— Start of EXTRACTED INFORMATION —

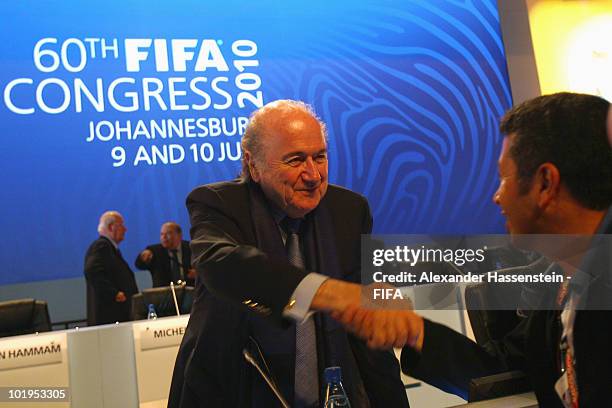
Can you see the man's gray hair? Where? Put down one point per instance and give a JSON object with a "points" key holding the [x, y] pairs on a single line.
{"points": [[106, 219], [251, 140]]}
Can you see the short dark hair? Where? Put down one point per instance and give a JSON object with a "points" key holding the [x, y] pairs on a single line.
{"points": [[177, 228], [569, 131]]}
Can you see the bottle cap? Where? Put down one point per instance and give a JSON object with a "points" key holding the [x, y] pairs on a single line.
{"points": [[333, 374]]}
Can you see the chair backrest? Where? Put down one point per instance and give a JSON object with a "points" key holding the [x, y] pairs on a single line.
{"points": [[488, 325], [23, 316], [162, 300]]}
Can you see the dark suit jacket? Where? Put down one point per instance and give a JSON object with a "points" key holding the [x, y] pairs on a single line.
{"points": [[239, 256], [449, 360], [161, 272], [107, 273]]}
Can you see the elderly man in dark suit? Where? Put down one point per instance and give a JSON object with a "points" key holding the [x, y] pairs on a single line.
{"points": [[170, 260], [262, 246], [555, 174], [110, 281]]}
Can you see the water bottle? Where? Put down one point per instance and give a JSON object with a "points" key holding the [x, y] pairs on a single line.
{"points": [[335, 396], [152, 315]]}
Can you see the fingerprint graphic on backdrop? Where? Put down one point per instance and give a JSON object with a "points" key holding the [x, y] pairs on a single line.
{"points": [[412, 95]]}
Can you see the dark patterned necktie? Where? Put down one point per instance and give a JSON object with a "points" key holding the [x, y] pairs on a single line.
{"points": [[566, 355], [175, 266], [306, 370]]}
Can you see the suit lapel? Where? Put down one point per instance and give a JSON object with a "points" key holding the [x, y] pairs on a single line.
{"points": [[267, 235]]}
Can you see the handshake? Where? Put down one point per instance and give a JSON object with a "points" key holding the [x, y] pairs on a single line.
{"points": [[382, 324]]}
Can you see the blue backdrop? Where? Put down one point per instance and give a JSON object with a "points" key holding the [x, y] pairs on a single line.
{"points": [[130, 105]]}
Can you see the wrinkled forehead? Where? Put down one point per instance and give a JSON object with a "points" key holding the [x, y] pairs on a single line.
{"points": [[168, 229]]}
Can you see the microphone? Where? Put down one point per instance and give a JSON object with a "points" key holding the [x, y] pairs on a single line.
{"points": [[249, 358], [178, 312]]}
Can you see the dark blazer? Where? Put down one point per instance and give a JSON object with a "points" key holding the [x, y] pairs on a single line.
{"points": [[239, 256], [161, 272], [449, 360], [107, 273]]}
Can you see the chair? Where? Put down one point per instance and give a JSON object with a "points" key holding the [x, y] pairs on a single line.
{"points": [[492, 310], [23, 316], [162, 300]]}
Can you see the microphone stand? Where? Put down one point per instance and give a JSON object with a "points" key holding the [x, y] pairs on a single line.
{"points": [[249, 357]]}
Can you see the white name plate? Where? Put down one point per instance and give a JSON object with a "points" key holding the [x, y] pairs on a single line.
{"points": [[165, 332], [32, 351]]}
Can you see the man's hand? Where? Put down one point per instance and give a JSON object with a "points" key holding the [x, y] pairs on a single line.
{"points": [[120, 297], [336, 295], [383, 324], [146, 256], [382, 328]]}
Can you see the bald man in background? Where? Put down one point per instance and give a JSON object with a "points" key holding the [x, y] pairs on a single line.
{"points": [[170, 260], [110, 281]]}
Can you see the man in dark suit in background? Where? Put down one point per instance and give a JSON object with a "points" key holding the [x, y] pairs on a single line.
{"points": [[170, 260], [110, 281], [256, 242], [555, 174]]}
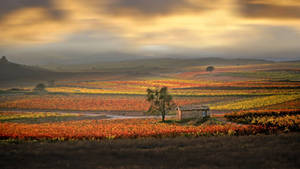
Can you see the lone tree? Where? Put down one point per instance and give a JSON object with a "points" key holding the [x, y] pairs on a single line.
{"points": [[40, 88], [210, 68], [160, 100]]}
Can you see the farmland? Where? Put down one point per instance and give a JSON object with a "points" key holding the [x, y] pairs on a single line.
{"points": [[103, 111]]}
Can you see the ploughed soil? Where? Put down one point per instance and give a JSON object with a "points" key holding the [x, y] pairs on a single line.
{"points": [[262, 151]]}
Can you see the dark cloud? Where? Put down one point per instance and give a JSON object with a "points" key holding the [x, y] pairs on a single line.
{"points": [[151, 7], [8, 6], [264, 10]]}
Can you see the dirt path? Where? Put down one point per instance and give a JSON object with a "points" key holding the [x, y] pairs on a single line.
{"points": [[109, 115]]}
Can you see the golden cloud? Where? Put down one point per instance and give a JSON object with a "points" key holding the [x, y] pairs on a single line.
{"points": [[184, 23]]}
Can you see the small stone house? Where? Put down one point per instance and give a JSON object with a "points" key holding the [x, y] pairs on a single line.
{"points": [[192, 111]]}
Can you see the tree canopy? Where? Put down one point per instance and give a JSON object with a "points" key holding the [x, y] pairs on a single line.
{"points": [[160, 100]]}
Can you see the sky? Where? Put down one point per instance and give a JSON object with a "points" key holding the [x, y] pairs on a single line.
{"points": [[88, 31]]}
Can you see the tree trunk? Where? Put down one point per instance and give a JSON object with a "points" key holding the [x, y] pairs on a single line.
{"points": [[163, 114]]}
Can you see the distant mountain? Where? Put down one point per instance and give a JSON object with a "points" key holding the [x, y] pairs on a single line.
{"points": [[154, 65], [12, 71]]}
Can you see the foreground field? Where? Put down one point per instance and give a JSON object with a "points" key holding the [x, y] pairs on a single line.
{"points": [[244, 152]]}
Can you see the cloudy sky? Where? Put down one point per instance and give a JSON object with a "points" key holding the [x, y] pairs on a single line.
{"points": [[82, 31]]}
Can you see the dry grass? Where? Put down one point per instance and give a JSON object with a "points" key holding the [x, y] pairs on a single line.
{"points": [[281, 151]]}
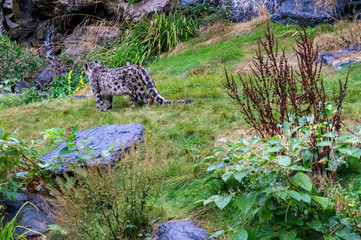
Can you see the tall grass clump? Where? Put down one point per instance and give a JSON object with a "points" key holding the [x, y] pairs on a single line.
{"points": [[17, 62], [146, 40], [113, 202], [8, 231]]}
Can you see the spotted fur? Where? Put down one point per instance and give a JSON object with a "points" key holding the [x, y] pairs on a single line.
{"points": [[130, 79]]}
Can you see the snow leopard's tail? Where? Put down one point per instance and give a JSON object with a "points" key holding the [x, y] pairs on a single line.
{"points": [[159, 99]]}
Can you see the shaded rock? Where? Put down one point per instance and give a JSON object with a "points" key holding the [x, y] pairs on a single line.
{"points": [[243, 10], [20, 86], [45, 77], [32, 218], [102, 137], [342, 58], [2, 19], [180, 230], [305, 13], [87, 38], [141, 9]]}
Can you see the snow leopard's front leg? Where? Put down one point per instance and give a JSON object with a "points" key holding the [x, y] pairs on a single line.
{"points": [[108, 103], [99, 101]]}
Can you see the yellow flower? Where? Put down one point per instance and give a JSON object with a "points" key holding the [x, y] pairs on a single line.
{"points": [[69, 79]]}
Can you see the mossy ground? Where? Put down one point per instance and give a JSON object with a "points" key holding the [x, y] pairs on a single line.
{"points": [[183, 134]]}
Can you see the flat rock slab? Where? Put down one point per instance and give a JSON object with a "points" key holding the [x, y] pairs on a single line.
{"points": [[180, 230], [124, 136], [30, 217]]}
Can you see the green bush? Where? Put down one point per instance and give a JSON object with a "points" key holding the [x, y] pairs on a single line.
{"points": [[146, 40], [66, 85], [271, 185], [17, 62], [109, 202]]}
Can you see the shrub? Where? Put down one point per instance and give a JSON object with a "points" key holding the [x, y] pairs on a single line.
{"points": [[348, 35], [276, 93], [67, 84], [7, 231], [17, 62], [144, 41], [20, 166], [269, 183], [109, 202]]}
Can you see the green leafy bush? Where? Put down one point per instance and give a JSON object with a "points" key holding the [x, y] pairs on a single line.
{"points": [[20, 166], [109, 202], [271, 185], [146, 40], [17, 62], [66, 85], [207, 12]]}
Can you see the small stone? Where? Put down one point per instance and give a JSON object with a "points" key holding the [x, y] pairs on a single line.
{"points": [[180, 230]]}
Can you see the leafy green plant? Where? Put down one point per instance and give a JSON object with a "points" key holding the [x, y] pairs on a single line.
{"points": [[207, 12], [108, 202], [17, 62], [8, 231], [20, 165], [10, 100], [66, 84], [271, 185], [146, 40]]}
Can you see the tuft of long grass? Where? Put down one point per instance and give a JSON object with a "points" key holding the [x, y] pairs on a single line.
{"points": [[145, 41], [8, 231]]}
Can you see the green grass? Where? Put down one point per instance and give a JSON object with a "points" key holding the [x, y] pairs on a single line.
{"points": [[183, 134]]}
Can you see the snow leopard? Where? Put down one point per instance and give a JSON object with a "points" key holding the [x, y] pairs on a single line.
{"points": [[130, 79]]}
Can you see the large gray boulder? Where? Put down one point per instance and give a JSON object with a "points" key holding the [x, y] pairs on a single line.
{"points": [[314, 12], [141, 9], [180, 230], [124, 136], [244, 10], [30, 217]]}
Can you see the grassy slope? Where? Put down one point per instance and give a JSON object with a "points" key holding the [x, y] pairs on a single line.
{"points": [[183, 134]]}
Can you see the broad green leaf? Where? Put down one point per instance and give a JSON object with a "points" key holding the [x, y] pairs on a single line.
{"points": [[245, 203], [3, 175], [222, 201], [216, 234], [329, 134], [282, 194], [345, 127], [347, 234], [239, 176], [13, 196], [284, 160], [65, 150], [266, 232], [317, 225], [305, 197], [299, 168], [326, 143], [239, 235], [295, 195], [277, 148], [303, 181], [221, 140], [215, 166], [322, 201], [345, 136], [226, 176], [287, 235]]}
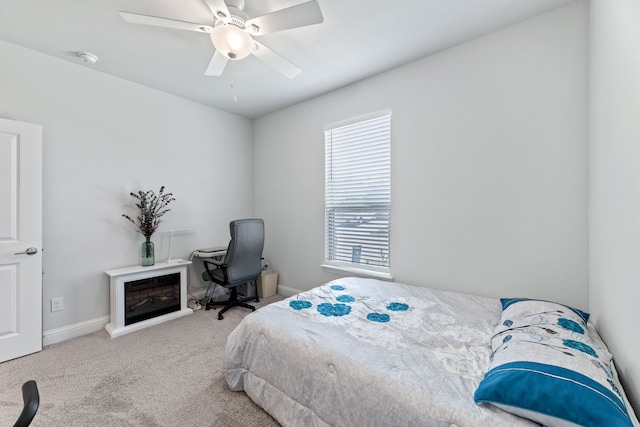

— End of EXTRACTED INFORMATION —

From the records above, reproduce each line in which the word "small" appears, omitting every other line.

** SOLUTION FOR THIS PROBLEM **
Can you see the small stone house? Where? Put down one point per instance and give a JSON object with a "points" key holding the [x, y] pairs on a single line.
Can you see the small stone? Where? Put down one point per instance and give a JSON object with a "points" key holding the [x, y] pairs on a single line.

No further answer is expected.